Entries on locating named things
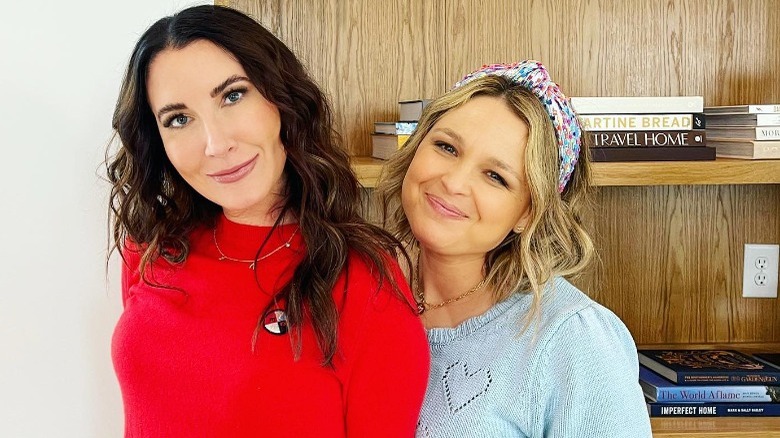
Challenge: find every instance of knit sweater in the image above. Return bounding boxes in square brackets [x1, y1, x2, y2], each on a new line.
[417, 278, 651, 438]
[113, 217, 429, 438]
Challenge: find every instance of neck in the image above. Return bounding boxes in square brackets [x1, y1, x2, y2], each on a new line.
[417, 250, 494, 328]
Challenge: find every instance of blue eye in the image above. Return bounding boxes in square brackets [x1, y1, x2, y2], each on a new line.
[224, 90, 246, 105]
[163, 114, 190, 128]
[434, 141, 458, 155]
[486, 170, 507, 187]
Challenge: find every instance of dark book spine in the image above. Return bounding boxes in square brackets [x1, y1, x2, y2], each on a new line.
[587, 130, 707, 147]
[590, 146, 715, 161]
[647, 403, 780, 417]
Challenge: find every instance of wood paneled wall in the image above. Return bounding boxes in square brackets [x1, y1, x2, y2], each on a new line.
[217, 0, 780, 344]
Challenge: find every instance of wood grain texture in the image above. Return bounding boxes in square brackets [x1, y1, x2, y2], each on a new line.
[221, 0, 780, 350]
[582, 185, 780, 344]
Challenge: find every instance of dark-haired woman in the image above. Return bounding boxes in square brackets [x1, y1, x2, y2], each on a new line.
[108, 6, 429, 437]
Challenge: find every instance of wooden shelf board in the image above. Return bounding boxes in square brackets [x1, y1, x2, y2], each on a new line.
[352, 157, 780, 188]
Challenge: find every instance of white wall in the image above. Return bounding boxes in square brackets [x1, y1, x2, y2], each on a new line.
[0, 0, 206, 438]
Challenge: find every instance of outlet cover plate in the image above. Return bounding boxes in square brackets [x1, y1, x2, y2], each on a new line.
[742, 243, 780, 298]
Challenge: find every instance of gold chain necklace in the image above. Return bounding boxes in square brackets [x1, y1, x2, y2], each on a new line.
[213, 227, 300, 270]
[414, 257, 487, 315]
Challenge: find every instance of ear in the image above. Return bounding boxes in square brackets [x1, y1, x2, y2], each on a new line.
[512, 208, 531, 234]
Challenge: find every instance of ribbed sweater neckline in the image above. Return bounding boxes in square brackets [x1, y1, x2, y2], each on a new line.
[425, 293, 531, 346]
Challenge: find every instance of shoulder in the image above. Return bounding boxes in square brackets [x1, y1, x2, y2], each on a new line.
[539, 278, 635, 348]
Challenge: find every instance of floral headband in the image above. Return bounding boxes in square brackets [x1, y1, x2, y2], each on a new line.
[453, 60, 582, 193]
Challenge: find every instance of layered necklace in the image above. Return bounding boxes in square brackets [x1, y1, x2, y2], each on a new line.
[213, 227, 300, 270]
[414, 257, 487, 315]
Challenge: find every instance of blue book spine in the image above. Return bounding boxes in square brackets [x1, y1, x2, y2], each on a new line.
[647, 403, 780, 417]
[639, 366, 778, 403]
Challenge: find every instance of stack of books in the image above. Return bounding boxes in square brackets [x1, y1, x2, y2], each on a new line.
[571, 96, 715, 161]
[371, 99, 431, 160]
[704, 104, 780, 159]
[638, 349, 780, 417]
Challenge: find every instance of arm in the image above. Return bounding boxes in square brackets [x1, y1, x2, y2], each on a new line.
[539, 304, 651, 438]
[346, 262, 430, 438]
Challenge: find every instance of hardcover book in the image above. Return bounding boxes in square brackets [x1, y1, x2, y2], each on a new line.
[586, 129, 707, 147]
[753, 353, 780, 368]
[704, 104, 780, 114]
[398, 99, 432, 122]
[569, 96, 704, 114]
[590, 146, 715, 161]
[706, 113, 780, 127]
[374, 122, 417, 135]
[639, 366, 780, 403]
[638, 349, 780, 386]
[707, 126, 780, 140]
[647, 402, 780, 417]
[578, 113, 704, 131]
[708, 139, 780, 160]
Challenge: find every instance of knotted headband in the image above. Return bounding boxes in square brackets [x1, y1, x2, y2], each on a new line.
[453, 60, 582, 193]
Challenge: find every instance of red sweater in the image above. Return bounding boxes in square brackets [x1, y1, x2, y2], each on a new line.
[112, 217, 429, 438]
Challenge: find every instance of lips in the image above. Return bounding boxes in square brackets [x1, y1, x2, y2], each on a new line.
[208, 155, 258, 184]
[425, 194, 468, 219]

...

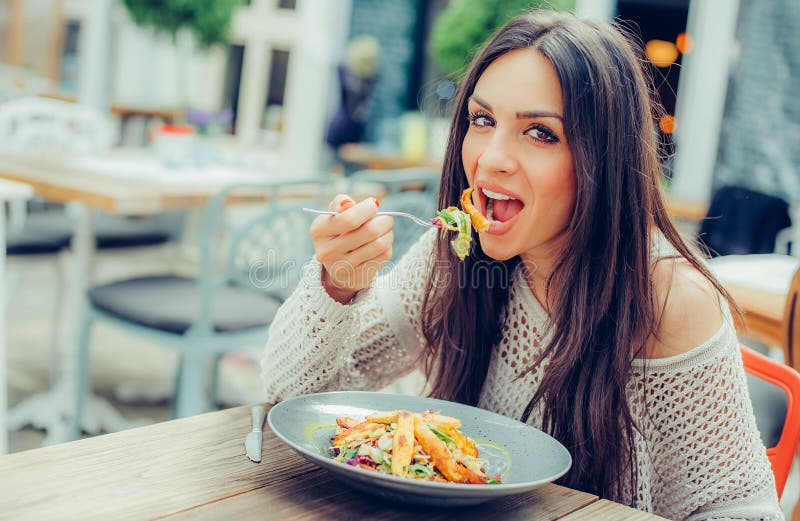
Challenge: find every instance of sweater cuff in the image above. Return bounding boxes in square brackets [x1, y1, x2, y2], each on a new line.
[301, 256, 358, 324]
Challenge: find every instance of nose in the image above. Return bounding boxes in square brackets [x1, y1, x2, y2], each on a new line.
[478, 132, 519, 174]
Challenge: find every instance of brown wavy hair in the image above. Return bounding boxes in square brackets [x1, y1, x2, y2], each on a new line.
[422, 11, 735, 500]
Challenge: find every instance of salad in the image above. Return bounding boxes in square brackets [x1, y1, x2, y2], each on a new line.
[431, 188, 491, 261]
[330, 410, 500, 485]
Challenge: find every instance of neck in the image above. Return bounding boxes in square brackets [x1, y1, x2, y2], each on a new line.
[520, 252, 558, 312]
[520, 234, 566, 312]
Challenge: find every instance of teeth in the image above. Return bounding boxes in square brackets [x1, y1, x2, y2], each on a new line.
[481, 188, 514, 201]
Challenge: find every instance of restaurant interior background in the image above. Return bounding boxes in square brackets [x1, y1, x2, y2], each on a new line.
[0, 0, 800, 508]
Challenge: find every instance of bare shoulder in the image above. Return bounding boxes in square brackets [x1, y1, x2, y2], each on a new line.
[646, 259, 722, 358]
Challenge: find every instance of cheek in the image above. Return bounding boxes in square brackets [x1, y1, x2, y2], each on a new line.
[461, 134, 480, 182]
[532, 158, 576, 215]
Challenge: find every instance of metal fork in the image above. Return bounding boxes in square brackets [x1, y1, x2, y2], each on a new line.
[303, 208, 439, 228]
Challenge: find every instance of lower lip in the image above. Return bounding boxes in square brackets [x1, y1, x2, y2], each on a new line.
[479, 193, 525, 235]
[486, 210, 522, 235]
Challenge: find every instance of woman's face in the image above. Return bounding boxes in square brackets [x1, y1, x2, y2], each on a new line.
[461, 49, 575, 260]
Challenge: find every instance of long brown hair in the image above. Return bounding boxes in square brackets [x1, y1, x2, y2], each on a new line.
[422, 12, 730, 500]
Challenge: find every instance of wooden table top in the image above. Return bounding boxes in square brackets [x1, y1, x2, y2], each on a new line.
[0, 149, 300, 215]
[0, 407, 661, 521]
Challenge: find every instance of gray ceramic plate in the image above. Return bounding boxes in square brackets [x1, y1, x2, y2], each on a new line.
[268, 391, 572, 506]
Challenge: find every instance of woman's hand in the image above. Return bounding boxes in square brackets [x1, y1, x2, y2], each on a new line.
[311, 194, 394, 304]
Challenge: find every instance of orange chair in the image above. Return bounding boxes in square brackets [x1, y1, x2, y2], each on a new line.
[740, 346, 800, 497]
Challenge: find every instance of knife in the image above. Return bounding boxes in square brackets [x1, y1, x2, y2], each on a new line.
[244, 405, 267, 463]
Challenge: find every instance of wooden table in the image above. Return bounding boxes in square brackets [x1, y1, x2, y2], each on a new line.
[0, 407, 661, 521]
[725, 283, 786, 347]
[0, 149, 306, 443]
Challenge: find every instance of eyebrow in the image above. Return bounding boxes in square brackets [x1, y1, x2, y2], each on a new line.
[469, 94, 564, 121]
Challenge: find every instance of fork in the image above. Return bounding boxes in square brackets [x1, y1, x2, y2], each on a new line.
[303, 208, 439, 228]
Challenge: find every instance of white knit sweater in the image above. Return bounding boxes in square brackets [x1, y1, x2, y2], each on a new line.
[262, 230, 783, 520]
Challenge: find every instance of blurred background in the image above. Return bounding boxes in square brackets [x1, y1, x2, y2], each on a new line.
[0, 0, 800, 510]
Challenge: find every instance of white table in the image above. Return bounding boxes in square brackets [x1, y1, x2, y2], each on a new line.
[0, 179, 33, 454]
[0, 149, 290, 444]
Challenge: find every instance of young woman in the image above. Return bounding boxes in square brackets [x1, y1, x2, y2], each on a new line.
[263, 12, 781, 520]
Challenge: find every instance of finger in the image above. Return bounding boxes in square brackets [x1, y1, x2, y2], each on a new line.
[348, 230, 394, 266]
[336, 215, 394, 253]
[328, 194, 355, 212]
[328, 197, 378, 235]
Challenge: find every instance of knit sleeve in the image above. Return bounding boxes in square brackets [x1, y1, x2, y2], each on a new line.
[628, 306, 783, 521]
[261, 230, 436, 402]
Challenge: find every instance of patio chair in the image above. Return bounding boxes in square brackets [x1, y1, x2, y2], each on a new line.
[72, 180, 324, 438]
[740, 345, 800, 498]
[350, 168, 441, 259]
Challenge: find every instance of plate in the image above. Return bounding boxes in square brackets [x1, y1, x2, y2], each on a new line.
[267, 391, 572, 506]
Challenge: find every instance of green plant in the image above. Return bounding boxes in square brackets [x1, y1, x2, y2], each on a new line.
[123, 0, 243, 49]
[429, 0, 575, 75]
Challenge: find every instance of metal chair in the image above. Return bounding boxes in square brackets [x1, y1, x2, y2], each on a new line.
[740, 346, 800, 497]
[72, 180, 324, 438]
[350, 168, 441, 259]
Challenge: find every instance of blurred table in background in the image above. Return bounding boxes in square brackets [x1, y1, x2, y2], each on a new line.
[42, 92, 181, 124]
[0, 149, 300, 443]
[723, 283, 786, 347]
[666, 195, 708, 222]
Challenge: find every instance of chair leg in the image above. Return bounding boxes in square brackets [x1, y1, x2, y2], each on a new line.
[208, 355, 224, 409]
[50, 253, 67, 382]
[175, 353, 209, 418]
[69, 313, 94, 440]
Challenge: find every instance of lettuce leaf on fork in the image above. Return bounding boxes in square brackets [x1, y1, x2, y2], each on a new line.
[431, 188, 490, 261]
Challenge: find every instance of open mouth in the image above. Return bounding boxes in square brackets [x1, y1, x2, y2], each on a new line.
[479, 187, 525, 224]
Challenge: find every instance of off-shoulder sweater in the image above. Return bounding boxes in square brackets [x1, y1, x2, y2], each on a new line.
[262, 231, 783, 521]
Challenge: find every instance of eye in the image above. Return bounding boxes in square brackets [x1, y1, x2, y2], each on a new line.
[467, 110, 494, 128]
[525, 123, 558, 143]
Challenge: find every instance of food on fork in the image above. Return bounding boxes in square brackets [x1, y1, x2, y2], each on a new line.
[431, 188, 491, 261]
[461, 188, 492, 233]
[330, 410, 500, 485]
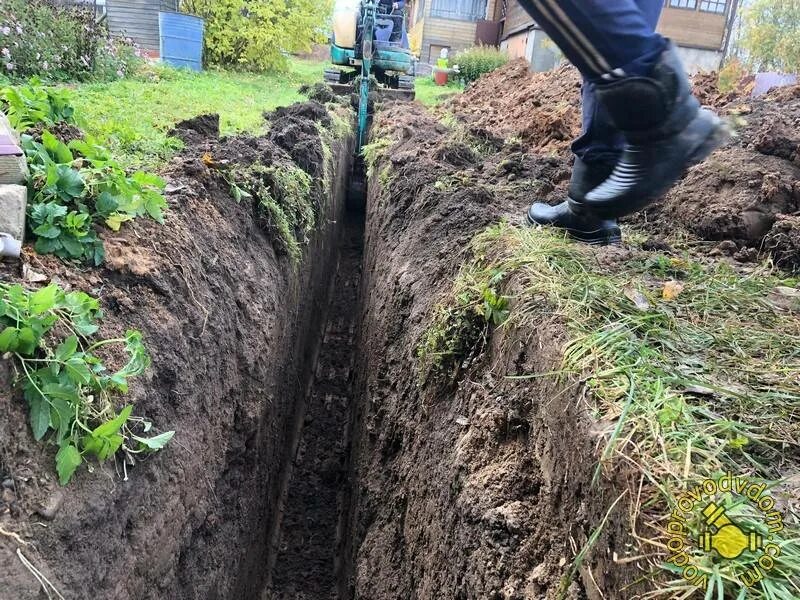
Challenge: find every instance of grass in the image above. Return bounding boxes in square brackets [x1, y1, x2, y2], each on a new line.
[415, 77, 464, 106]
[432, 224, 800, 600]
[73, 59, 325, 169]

--

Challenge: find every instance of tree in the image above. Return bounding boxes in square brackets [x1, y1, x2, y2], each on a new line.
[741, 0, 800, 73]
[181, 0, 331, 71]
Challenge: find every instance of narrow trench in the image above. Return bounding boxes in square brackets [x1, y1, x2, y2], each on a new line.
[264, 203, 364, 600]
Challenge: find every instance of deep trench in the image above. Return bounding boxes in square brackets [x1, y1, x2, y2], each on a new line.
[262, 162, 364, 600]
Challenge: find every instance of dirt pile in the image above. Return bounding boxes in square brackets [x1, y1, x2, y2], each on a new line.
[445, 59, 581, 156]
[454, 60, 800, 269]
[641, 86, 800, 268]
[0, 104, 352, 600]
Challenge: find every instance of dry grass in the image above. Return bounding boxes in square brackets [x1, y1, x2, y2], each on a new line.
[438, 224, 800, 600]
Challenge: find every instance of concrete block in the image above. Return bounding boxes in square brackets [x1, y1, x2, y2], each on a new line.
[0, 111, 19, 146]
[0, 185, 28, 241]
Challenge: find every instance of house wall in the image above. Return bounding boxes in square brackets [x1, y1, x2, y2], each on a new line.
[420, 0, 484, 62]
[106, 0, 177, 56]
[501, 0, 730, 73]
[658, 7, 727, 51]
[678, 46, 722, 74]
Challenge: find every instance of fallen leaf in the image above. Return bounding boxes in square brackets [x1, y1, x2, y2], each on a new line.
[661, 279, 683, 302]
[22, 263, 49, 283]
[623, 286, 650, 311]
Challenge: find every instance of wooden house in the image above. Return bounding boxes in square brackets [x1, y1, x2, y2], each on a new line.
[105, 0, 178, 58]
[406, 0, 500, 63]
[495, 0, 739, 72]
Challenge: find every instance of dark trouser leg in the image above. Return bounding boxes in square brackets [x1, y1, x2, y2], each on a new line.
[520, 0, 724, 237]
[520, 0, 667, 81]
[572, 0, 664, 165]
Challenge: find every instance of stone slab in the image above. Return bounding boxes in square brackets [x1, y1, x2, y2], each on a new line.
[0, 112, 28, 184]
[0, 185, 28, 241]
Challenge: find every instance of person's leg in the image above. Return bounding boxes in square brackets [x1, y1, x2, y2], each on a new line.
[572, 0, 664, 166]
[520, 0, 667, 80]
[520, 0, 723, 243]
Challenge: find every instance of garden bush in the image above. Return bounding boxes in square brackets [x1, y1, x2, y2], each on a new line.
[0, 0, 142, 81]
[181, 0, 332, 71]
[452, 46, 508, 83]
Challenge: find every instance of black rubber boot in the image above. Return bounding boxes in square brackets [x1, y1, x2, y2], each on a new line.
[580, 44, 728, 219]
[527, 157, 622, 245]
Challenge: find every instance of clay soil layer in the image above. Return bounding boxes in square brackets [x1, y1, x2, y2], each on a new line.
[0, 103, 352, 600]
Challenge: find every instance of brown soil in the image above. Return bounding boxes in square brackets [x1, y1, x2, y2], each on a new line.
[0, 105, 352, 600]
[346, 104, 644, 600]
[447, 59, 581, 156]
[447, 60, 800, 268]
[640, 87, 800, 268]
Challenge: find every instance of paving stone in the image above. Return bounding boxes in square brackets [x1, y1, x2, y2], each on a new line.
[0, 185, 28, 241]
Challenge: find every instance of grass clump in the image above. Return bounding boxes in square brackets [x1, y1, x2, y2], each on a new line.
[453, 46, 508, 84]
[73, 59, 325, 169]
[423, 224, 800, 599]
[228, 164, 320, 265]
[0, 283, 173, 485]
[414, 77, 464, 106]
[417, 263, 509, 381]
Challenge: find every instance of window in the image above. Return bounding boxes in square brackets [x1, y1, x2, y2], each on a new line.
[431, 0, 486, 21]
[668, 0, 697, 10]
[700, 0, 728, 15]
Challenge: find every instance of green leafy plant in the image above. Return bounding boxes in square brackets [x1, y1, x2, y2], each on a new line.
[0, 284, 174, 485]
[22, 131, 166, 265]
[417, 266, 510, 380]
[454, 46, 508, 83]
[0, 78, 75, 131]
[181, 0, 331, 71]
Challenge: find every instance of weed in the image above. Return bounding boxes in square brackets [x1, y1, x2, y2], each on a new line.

◆ EXERCISE BRIEF
Edit the entries from the line with "Challenge: find every instance of young" to the line with "[263, 12, 781, 520]", replacing "young woman" with "smiling woman" and keeping everything else unchanged.

◆ FINISHED TASK
Challenge: find every instance of smiling woman in the image above. Return bounding boxes in square brackets [x1, y1, x2, y2], each on a new line.
[263, 12, 781, 520]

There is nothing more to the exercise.